*What to do:* Pick out every line in the records below that contains the word "wooden", and copy each of those lines.
━━ Information supplied ━━
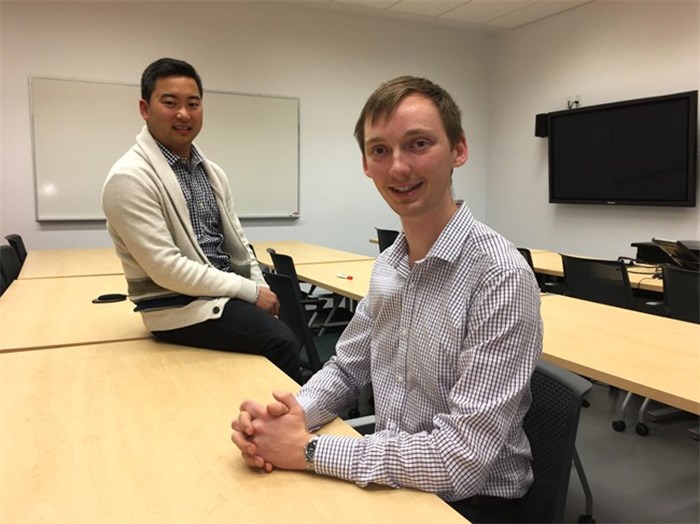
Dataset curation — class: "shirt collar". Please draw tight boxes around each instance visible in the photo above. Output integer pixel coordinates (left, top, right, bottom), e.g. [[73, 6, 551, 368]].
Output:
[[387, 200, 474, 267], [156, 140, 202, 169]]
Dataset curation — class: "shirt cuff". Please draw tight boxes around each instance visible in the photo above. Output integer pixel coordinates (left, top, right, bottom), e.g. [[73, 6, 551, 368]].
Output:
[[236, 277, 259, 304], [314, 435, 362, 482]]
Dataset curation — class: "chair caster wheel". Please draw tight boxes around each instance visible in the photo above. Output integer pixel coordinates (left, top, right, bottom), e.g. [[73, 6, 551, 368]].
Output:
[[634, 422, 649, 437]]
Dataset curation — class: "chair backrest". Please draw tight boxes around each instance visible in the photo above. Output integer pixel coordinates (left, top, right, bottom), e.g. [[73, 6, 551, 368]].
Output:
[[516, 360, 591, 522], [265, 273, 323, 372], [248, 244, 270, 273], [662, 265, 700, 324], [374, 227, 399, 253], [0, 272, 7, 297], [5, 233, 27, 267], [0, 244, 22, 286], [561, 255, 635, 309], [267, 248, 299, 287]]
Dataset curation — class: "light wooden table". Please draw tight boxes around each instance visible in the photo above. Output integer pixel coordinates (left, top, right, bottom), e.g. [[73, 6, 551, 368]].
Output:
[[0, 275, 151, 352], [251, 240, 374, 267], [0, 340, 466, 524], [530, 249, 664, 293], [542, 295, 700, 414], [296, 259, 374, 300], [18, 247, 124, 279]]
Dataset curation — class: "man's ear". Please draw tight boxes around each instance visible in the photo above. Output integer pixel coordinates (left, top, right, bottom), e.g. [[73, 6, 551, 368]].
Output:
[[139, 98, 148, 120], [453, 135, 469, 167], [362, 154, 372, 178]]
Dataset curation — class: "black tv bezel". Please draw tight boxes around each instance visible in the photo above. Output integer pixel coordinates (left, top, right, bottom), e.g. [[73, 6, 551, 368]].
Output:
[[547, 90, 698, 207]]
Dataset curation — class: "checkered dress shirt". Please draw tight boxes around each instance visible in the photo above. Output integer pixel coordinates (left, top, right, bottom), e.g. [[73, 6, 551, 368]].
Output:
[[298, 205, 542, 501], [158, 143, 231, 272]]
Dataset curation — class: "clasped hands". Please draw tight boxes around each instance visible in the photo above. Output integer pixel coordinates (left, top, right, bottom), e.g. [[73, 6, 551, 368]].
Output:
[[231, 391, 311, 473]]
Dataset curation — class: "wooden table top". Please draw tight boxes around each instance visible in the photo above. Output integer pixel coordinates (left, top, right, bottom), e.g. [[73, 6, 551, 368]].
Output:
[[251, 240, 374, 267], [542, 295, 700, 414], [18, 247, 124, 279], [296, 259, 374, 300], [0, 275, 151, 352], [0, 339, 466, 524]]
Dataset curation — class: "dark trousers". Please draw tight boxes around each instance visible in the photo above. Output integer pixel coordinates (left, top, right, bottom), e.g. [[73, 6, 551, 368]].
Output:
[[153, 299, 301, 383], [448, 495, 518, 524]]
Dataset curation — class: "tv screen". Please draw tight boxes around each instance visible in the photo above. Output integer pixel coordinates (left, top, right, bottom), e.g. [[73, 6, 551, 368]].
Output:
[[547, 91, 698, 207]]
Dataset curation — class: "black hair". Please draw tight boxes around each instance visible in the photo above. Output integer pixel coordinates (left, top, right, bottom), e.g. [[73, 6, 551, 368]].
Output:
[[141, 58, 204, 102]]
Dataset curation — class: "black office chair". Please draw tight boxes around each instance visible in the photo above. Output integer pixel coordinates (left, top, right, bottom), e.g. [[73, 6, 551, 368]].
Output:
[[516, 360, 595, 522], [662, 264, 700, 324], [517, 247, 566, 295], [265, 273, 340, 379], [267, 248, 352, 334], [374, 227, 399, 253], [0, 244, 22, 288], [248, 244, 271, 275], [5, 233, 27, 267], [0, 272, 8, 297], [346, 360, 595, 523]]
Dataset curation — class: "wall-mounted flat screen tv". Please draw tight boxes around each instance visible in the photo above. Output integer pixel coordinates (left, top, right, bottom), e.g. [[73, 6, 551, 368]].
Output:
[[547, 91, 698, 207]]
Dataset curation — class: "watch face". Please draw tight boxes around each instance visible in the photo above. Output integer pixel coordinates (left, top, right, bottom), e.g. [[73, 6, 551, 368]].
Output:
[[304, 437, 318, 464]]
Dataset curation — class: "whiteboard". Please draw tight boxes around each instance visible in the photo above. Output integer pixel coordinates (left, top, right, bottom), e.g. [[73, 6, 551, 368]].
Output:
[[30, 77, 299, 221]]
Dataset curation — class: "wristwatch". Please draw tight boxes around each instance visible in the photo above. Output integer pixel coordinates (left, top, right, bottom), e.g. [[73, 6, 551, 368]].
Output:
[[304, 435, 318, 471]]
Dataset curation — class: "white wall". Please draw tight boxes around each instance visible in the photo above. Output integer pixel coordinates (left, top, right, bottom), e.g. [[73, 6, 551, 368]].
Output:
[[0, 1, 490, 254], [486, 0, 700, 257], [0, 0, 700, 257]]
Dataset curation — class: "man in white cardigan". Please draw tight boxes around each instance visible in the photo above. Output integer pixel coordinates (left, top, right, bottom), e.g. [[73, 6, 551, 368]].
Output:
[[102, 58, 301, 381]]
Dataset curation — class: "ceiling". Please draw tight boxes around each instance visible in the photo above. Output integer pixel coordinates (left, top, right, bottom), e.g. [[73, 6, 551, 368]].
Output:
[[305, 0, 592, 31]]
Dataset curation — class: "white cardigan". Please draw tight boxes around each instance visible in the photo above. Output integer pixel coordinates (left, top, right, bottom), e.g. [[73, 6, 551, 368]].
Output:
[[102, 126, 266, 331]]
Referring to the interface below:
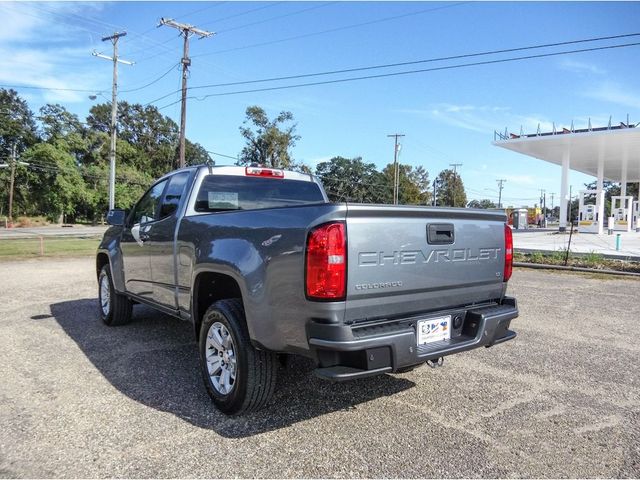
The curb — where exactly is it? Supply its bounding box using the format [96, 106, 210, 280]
━━━
*Task result:*
Dataset curation — class: "light wooden table". Please draw tight boxes around each instance visible in the photo above. Output integer pixel coordinates (left, top, right, bottom), e.g. [[73, 6, 551, 368]].
Dataset curation — class: "wooden table top". Please draw tight boxes around each instance visible in the photo above. Output integer pixel coordinates (left, top, right, bottom), e.g. [[73, 6, 551, 368]].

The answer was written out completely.